**Selected passage:**
Steps to reproduce the issue:

  1. Set up outbound routing rules with Carrier A as primary and Carrier B as secondary for APAC numbers.
  2. Simulate a batch of 500 outbound calls during peak hours (09:00-10:00 SGT) where Carrier A is experiencing high latency.
  3. Observe that Carrier A returns SIP 408 Request Timeout for ~15% of calls.
  4. Check the GET /api/v2/analytics/details endpoint with view=call_quality and dateFrom/dateTo covering the test window.
  5. The API returns call_outbound_total as 500, but call_outbound_failed as 0.
  6. Compare this with the WFO dashboard, which correctly shows 75 failed calls.

The failover logic in Architect seems to be working correctly, as the calls are rerouted to Carrier B and completing successfully. However, the analytics API is not counting the initial SIP 408 responses as failures. This is critical for our carrier billing reconciliation and performance tracking.

Has anyone else seen this behavior with SIP 408 responses in the analytics API? Is there a known delay in data aggregation for BYOC trunk metrics? I have verified the trunk credentials and SIP registration status, and everything looks healthy. The issue seems specific to how the API interprets transient SIP errors versus final failure codes.

try filtering by routing_status instead of just answer_status. sometimes the analytics api misses the failover handoff if the initial leg fails. also check if your jmeter load test is hitting the same trunks; high throughput can cause temporary reporting gaps in eu-west.

**Set task 1:** Identify each line of the listing below that contains the string "lane" and copy those lines.

**Recorded data:**
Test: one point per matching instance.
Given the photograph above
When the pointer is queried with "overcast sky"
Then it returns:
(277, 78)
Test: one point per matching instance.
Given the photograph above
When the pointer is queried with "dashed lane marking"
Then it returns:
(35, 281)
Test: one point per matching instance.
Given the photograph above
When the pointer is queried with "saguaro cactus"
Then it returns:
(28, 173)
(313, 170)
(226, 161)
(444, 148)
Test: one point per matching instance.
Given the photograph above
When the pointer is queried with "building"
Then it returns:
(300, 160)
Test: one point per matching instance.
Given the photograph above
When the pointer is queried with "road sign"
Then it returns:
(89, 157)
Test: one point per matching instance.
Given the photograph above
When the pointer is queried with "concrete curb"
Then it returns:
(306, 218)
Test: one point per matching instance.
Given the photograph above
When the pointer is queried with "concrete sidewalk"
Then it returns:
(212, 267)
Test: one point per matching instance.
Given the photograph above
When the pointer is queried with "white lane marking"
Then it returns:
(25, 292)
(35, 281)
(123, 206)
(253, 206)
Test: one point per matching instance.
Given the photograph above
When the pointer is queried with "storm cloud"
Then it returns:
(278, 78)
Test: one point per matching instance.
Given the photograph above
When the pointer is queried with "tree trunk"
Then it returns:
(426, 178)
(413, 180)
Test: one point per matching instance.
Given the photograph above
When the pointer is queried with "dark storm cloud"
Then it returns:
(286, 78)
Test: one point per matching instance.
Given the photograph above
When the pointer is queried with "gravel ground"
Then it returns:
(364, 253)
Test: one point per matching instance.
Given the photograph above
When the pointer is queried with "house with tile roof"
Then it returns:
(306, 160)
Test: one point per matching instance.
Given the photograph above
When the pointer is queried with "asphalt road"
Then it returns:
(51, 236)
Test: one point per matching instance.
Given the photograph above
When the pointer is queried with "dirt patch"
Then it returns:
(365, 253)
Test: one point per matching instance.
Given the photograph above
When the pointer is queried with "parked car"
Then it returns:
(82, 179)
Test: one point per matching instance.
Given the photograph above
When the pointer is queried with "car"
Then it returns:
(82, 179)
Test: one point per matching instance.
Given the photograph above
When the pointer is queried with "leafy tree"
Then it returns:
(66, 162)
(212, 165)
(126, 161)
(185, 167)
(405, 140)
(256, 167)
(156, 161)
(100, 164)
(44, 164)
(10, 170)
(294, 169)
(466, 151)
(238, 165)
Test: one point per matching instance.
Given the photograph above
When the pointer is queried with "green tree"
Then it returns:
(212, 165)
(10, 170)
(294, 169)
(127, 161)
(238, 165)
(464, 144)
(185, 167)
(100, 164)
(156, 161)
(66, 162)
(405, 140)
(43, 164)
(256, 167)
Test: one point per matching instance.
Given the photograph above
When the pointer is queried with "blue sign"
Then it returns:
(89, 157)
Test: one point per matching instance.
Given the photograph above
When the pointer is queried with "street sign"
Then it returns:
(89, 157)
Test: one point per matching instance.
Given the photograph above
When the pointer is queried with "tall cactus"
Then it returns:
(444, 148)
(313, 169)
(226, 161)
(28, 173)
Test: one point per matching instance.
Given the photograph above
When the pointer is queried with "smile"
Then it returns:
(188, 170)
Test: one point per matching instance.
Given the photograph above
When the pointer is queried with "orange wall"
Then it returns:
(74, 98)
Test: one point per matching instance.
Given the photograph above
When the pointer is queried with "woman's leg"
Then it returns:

**Set task 2:** According to the carrier failover post above, how many failed calls does the WFO dashboard show?

**Worked solution 1:**
When the pointer is queried with "dashed lane marking"
When the pointer is queried with "white lane marking"

**Worked solution 2:** 75